■ ACTIVITY ■
Exactly as written, return every line of the data below.

■ SOURCE DATA ■
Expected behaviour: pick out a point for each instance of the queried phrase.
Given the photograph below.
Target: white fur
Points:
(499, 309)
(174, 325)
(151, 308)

■ WRITTEN ANSWER ■
Expected behaviour: pick out a point for each instance of the queried phrase.
Given the photograph below.
Target: white fur
Points:
(499, 309)
(174, 325)
(151, 308)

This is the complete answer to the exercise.